STATED TASK:
Which lines in the entries below contain the word "wooden"? Report each of them in full.

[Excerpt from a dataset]
◆ ◆ ◆

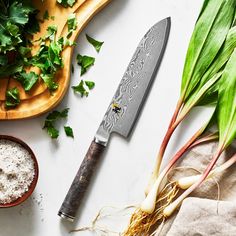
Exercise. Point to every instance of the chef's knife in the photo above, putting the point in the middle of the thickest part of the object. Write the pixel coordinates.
(122, 111)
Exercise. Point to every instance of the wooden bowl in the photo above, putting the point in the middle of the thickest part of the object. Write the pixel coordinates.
(36, 169)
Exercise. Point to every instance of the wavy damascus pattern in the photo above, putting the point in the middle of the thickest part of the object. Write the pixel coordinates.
(128, 99)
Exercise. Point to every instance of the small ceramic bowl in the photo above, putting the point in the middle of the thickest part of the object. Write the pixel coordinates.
(36, 169)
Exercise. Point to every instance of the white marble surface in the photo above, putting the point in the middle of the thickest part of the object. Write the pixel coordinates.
(126, 166)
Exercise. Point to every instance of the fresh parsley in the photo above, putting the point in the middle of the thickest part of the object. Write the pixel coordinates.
(12, 98)
(72, 24)
(51, 120)
(96, 44)
(80, 88)
(69, 131)
(66, 3)
(90, 84)
(85, 62)
(46, 15)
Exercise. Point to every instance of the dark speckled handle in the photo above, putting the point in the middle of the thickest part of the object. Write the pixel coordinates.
(81, 181)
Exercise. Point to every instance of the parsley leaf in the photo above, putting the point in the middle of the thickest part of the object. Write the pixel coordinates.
(27, 80)
(48, 80)
(50, 121)
(85, 62)
(12, 98)
(51, 32)
(96, 44)
(69, 131)
(72, 24)
(67, 3)
(80, 89)
(90, 84)
(46, 15)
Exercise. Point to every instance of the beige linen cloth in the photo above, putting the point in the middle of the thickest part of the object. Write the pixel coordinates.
(211, 209)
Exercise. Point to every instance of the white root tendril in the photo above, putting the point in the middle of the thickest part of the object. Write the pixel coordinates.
(99, 229)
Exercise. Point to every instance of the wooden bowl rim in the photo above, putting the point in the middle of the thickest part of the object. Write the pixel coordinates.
(32, 186)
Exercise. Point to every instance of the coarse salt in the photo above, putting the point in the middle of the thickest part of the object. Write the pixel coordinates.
(16, 171)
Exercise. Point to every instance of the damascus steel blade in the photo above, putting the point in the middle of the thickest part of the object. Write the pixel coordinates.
(124, 108)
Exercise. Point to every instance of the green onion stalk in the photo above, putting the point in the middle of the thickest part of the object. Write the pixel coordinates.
(208, 79)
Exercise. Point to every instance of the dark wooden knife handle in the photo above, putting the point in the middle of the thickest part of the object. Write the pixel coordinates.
(81, 182)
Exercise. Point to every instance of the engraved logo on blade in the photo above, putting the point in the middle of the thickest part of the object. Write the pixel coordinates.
(128, 97)
(116, 108)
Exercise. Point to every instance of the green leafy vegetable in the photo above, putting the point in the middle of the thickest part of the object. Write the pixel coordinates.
(48, 80)
(46, 15)
(227, 103)
(96, 44)
(50, 121)
(209, 35)
(69, 131)
(51, 32)
(28, 80)
(80, 89)
(85, 62)
(14, 18)
(12, 98)
(90, 84)
(67, 3)
(72, 24)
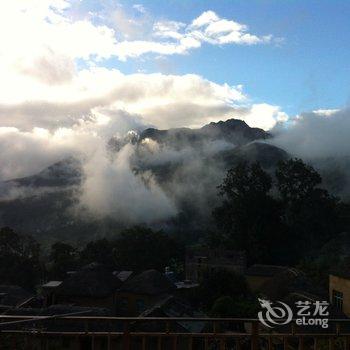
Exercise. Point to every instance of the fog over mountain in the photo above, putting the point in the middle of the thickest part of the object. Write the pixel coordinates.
(150, 176)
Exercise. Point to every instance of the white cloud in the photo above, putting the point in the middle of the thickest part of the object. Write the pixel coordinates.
(57, 99)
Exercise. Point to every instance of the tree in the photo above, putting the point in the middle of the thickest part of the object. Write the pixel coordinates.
(141, 248)
(19, 259)
(249, 217)
(296, 180)
(63, 257)
(310, 212)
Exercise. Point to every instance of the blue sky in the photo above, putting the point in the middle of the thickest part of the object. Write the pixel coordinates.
(309, 70)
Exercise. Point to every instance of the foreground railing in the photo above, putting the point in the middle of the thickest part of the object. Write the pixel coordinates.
(106, 333)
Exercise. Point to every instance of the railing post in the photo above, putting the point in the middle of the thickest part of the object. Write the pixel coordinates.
(255, 336)
(190, 343)
(222, 344)
(126, 336)
(175, 342)
(270, 343)
(301, 343)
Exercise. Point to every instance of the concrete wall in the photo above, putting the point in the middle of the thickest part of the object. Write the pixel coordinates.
(342, 285)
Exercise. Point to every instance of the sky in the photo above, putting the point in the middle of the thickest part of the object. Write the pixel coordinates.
(75, 72)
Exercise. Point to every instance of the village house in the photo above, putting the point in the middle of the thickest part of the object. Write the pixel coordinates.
(93, 286)
(204, 260)
(339, 291)
(13, 296)
(142, 291)
(257, 275)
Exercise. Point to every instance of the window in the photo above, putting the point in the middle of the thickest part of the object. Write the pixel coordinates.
(337, 298)
(140, 305)
(123, 304)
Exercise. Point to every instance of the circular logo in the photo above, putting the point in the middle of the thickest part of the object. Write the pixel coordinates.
(274, 315)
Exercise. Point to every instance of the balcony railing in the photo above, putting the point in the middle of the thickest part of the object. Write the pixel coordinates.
(137, 333)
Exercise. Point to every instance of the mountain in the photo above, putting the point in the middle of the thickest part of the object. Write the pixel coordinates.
(233, 131)
(188, 164)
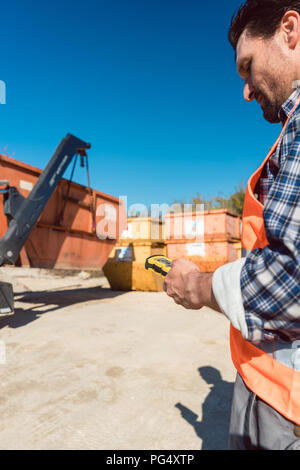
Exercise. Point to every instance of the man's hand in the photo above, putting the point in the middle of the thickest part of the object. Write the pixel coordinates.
(189, 287)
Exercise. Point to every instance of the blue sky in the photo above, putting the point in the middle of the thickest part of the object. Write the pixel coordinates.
(151, 84)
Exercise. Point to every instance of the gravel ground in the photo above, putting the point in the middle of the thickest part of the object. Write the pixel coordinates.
(83, 367)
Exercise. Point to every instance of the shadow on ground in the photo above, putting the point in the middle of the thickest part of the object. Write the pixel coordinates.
(51, 300)
(213, 429)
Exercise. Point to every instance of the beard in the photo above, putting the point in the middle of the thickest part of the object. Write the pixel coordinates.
(270, 107)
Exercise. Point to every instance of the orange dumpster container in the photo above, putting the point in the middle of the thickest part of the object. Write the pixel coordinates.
(215, 241)
(67, 232)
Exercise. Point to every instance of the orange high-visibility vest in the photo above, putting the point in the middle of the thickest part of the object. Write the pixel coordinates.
(275, 383)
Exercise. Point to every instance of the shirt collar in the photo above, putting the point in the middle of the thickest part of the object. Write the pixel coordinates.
(288, 105)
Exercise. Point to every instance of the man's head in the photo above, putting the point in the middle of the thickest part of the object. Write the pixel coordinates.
(266, 37)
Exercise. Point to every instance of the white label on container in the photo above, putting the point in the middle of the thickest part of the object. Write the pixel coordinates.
(26, 185)
(124, 253)
(127, 233)
(195, 249)
(110, 212)
(194, 228)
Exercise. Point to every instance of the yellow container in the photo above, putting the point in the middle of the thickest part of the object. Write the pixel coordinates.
(131, 275)
(125, 268)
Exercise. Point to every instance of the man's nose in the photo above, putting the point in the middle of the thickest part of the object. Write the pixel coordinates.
(249, 91)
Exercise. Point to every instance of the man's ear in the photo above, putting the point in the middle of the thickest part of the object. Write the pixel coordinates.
(290, 27)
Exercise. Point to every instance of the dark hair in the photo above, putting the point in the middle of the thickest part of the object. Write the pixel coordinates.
(261, 18)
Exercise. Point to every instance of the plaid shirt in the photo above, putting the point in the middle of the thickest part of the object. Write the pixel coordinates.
(270, 278)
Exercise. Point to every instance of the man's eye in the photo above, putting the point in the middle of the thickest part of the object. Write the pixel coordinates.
(247, 67)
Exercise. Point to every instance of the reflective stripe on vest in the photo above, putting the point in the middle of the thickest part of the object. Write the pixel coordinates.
(274, 382)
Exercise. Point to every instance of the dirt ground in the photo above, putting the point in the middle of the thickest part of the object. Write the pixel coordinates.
(83, 367)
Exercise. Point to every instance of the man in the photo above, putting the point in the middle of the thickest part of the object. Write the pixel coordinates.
(260, 294)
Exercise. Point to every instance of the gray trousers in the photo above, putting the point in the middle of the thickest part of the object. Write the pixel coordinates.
(255, 425)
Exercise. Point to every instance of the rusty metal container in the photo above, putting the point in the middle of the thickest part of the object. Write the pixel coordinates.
(67, 232)
(210, 239)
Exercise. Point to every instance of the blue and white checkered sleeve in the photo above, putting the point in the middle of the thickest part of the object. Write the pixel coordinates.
(270, 278)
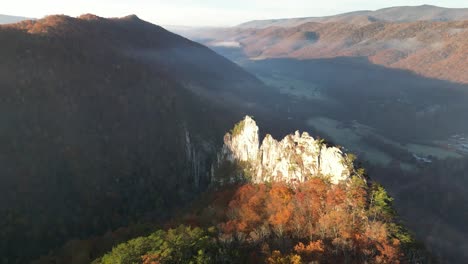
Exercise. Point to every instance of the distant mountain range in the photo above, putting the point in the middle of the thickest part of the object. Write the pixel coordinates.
(4, 19)
(427, 40)
(391, 14)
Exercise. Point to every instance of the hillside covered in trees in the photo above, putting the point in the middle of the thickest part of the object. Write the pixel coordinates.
(311, 221)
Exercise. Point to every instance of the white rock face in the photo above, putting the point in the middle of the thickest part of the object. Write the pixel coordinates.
(295, 158)
(243, 145)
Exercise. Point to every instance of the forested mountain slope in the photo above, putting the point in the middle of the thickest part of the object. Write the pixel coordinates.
(105, 122)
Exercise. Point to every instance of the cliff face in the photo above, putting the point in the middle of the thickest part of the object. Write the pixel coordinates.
(295, 158)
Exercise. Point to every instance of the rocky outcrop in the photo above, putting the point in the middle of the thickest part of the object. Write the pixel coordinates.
(296, 157)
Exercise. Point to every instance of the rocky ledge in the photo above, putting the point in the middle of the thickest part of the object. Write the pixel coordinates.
(296, 158)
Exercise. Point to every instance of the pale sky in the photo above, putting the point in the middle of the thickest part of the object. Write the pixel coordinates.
(205, 12)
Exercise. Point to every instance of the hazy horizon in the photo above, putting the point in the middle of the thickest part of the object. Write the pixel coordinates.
(209, 13)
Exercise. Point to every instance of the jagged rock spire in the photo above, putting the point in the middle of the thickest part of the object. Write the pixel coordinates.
(295, 158)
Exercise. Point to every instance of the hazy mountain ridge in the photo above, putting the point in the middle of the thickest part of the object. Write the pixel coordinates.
(4, 19)
(391, 14)
(432, 49)
(97, 133)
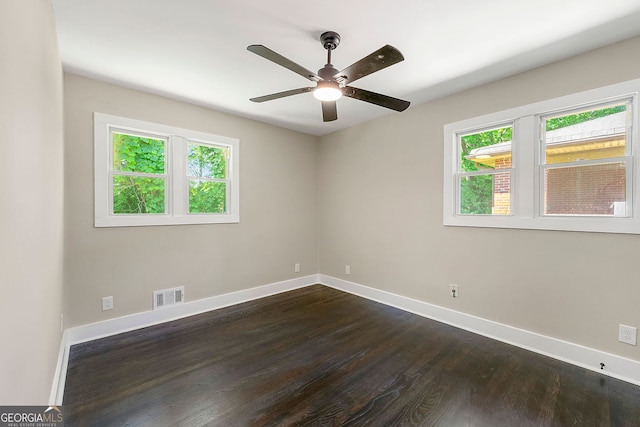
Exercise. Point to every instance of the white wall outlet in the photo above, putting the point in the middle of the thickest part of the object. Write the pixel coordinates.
(107, 303)
(627, 334)
(454, 291)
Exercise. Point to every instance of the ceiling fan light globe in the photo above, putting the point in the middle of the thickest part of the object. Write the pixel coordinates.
(327, 93)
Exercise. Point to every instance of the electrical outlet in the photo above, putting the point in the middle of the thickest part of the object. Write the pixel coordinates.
(627, 334)
(454, 291)
(107, 303)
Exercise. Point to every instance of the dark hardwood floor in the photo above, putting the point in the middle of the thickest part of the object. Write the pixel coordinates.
(320, 357)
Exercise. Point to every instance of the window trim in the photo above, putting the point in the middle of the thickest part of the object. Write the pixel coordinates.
(177, 199)
(526, 166)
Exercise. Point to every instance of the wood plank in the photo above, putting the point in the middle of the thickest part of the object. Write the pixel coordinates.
(319, 356)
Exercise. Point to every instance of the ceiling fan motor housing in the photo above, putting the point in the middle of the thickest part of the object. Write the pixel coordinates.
(330, 40)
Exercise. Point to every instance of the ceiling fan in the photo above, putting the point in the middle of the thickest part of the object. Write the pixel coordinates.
(332, 84)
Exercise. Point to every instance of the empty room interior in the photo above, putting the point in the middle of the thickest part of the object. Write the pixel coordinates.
(193, 235)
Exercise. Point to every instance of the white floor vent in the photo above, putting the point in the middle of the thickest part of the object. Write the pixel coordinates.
(168, 297)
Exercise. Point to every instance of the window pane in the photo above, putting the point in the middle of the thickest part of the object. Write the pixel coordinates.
(138, 195)
(597, 133)
(490, 149)
(485, 194)
(205, 161)
(207, 196)
(133, 153)
(586, 190)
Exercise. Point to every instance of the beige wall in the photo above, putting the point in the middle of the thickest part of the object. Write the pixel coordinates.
(31, 197)
(278, 219)
(380, 199)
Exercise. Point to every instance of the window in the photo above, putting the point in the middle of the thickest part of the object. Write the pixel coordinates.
(151, 174)
(562, 164)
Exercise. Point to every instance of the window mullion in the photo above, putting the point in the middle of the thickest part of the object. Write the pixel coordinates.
(179, 181)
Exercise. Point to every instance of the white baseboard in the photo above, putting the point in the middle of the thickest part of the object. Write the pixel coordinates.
(92, 331)
(614, 366)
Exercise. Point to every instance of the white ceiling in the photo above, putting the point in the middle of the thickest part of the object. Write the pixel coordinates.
(195, 50)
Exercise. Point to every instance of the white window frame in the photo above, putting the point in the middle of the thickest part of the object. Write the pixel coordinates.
(177, 181)
(527, 193)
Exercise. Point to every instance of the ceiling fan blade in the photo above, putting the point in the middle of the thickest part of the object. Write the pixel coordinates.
(376, 98)
(272, 56)
(381, 58)
(329, 111)
(282, 94)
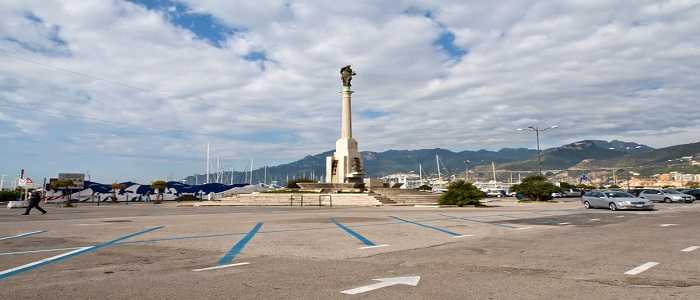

◆ ◆ ◆

EXERCISE SOLUTION:
Exercise. Point to every instance of the wooden bowl in the photo above, putting the point in the middle of the thickest part of the object. Write the pixel coordinates.
Exercise. Point to every instance of the wooden bowl rim in the photo above, putting the point in the middle of the thickest part of the object. Write the pixel coordinates.
Exercise. Point to every instance of the dark wooden knife handle in the photo above, putting the point in the middle of the thickest part of the object. Write the pixel coordinates.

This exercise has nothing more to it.